SHORT EXERCISE:
Recast the records below, from the line containing "of the wrist" through the end of the records (both included), as a two-column CSV with the headers input and output, one row per record. Put each record's text and its answer in one quoted field each, turning line breaks into spaces.

※

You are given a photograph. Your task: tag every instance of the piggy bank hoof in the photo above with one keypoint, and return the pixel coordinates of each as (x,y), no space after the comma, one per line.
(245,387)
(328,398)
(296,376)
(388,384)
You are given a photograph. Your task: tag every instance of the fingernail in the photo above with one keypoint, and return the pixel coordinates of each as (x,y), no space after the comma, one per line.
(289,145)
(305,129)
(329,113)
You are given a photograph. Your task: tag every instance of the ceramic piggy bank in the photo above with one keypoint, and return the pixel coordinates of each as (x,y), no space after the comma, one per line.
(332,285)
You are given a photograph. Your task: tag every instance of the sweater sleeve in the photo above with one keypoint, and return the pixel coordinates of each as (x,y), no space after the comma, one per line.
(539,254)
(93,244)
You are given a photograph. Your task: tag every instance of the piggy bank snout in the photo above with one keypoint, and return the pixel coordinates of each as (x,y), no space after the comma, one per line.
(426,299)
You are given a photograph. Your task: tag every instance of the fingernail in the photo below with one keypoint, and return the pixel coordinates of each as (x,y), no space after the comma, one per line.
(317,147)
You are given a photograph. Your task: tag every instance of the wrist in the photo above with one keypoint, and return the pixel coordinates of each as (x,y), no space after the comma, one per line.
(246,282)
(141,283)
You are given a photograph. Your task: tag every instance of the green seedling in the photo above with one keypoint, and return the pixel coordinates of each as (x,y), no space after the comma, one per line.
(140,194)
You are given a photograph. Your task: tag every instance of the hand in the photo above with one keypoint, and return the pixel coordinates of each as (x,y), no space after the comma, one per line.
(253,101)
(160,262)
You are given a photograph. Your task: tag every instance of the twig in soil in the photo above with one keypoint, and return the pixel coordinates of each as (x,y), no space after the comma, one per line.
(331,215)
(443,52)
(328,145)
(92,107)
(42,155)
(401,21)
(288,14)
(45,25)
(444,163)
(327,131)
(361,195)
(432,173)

※

COMPLETE OUTPUT:
input,output
"You are given a photograph. Your task: tag every instance of the wrist in the photo above with one keypoint, and return the pixel coordinates of each as (x,y), no space after the comma, one per line.","(246,282) (141,283)"
"You are given a photograph. Your task: tag every instance of the green seedling in the photo above with one keypoint, and return the pixel coordinates of each as (x,y), no space after the comma, one per line.","(140,194)"
"You are given a photograph. Your task: tag every instance of the hand in the photo above with one keypoint, and return the pixel coordinates of each as (x,y), no space after the comma, one per line.","(253,101) (160,262)"
"You are given a photograph. Your task: tag every instance of the twig in soil in the photo above with one keypoint, and return the pixel coordinates of each as (x,y), no space after the comma, one per line.","(331,215) (443,52) (328,145) (92,107) (42,155) (401,21) (288,14) (45,25) (444,163) (327,131) (361,195) (432,173)"